> **WHAT YOU NEED TO DO**
What you submit must be an exact copy of the listing below, with no images in it.

□ □ □ □

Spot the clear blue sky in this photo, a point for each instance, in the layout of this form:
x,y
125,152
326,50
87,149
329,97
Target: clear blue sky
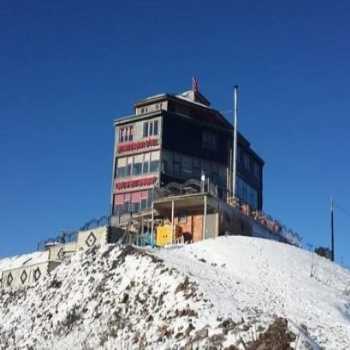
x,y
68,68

□ □ □ □

> **RESPONSE BOX**
Spot the clear blue sky in this photo, a point for each instance, in the layout of this form:
x,y
125,152
326,50
87,149
329,97
Target: clear blue sky
x,y
68,68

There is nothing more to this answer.